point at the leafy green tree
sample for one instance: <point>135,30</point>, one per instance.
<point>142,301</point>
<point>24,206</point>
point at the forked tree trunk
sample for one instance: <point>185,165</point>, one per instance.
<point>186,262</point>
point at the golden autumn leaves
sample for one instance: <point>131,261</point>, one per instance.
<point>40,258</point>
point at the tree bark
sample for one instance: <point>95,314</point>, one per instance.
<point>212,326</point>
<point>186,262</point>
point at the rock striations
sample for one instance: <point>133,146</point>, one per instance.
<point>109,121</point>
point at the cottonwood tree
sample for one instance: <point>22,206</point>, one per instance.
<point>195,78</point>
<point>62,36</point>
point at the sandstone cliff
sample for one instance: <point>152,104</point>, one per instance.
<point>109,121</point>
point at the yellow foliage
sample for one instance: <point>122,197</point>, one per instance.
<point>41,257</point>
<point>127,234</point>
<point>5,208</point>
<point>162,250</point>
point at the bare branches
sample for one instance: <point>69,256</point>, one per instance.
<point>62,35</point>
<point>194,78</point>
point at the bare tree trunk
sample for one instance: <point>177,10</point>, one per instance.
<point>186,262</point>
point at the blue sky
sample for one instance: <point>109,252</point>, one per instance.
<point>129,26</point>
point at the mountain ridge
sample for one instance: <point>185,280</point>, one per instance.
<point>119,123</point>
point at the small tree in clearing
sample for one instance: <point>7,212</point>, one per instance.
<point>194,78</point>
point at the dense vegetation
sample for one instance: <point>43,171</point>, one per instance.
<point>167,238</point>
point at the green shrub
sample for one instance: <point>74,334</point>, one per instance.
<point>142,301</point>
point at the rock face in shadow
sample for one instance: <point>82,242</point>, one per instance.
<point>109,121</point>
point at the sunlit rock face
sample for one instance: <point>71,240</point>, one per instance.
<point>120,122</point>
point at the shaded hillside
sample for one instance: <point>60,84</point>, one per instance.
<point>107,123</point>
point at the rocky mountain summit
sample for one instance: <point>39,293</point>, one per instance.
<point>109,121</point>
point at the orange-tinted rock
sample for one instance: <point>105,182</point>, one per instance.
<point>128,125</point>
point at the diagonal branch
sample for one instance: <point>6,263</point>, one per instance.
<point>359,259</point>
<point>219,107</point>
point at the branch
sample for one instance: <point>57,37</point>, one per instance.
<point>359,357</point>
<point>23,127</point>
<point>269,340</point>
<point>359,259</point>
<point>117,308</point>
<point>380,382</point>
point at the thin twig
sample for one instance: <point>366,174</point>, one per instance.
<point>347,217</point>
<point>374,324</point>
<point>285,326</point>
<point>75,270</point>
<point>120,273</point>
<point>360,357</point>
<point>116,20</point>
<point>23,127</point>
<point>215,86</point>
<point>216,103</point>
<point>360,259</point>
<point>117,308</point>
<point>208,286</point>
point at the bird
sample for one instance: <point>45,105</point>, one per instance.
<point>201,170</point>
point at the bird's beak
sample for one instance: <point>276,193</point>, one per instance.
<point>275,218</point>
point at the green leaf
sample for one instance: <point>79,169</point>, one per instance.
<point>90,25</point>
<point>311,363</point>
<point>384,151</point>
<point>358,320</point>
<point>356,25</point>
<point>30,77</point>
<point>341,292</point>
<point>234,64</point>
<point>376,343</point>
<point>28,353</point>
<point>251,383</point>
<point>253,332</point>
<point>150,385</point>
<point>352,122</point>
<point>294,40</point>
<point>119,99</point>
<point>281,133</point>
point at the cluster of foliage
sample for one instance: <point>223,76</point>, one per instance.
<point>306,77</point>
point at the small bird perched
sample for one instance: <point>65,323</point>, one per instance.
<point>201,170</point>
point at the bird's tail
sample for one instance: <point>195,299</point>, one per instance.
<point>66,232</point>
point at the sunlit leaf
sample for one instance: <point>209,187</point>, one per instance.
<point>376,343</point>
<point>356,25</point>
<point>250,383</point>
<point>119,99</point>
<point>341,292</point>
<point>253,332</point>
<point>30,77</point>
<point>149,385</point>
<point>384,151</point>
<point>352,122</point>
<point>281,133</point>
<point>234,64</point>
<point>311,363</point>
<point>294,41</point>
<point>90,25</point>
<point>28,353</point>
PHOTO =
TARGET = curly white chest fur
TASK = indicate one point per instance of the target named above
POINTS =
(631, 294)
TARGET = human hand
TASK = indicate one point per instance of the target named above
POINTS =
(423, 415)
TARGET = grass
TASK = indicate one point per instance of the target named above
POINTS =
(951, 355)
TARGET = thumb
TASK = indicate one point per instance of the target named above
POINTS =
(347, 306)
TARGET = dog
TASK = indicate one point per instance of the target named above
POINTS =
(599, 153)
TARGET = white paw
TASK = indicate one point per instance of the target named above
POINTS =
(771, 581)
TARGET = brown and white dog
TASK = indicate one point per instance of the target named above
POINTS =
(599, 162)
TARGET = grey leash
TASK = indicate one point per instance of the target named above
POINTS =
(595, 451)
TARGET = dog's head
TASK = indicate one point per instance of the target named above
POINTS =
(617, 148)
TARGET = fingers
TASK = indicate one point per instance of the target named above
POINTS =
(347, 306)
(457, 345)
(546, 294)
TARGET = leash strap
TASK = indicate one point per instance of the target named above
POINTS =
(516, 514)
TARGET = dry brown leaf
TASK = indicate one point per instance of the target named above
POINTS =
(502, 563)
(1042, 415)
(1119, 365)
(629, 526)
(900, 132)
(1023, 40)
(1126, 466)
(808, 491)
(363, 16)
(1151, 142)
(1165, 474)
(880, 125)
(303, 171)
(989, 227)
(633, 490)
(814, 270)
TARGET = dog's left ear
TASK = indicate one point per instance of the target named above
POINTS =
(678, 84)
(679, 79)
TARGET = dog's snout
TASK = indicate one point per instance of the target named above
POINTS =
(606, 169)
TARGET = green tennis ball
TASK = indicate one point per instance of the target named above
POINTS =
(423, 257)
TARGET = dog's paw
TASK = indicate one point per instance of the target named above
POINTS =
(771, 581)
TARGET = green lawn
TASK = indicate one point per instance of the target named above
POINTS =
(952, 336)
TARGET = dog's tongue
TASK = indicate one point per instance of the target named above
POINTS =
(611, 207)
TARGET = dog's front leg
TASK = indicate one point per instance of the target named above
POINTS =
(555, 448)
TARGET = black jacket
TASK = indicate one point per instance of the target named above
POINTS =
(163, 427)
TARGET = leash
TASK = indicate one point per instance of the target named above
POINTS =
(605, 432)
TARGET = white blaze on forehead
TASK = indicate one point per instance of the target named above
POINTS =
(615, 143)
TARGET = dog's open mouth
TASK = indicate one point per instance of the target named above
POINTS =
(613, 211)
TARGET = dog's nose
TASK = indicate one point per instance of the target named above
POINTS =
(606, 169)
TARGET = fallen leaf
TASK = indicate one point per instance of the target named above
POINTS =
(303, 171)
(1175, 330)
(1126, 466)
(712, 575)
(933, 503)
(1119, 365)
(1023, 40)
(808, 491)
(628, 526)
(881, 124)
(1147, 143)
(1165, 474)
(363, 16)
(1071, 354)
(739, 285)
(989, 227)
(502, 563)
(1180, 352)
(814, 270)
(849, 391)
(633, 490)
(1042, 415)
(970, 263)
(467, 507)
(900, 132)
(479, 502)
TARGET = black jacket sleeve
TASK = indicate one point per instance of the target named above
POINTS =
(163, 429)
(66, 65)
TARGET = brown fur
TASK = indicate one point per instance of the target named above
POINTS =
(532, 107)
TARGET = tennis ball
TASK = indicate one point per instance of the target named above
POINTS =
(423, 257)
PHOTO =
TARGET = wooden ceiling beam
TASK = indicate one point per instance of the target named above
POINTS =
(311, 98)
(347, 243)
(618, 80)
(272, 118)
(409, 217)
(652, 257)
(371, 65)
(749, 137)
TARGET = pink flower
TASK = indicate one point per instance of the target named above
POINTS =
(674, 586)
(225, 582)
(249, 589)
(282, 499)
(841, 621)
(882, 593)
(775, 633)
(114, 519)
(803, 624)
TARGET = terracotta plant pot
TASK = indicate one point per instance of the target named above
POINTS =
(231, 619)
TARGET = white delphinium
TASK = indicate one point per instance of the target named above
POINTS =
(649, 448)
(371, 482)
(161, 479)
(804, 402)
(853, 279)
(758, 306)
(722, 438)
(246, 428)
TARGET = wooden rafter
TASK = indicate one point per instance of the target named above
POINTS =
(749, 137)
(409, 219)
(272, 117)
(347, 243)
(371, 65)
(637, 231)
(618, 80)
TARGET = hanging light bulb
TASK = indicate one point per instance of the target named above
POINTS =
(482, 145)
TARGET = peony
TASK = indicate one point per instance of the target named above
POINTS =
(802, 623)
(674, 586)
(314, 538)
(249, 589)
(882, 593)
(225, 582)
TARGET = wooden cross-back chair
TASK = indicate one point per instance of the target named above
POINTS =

**Challenge**
Rewrite the stretch from the line containing "point at the rocky mountain summit" through the line containing "<point>380,382</point>", switching "branch" to "limb" wherever it appears and leaving everything else as it is.

**Task result**
point at the rocky mountain summit
sample for one instance: <point>39,293</point>, one per instance.
<point>109,121</point>
point at the orange-tinted rock
sample for one instance: <point>105,182</point>, one per instance.
<point>128,125</point>
point at the diagonal limb
sample for one instance: <point>6,263</point>, one per instance.
<point>359,259</point>
<point>219,107</point>
point at the limb
sample for one instance: <point>57,37</point>, one per instance.
<point>359,357</point>
<point>23,127</point>
<point>269,340</point>
<point>359,259</point>
<point>117,308</point>
<point>380,382</point>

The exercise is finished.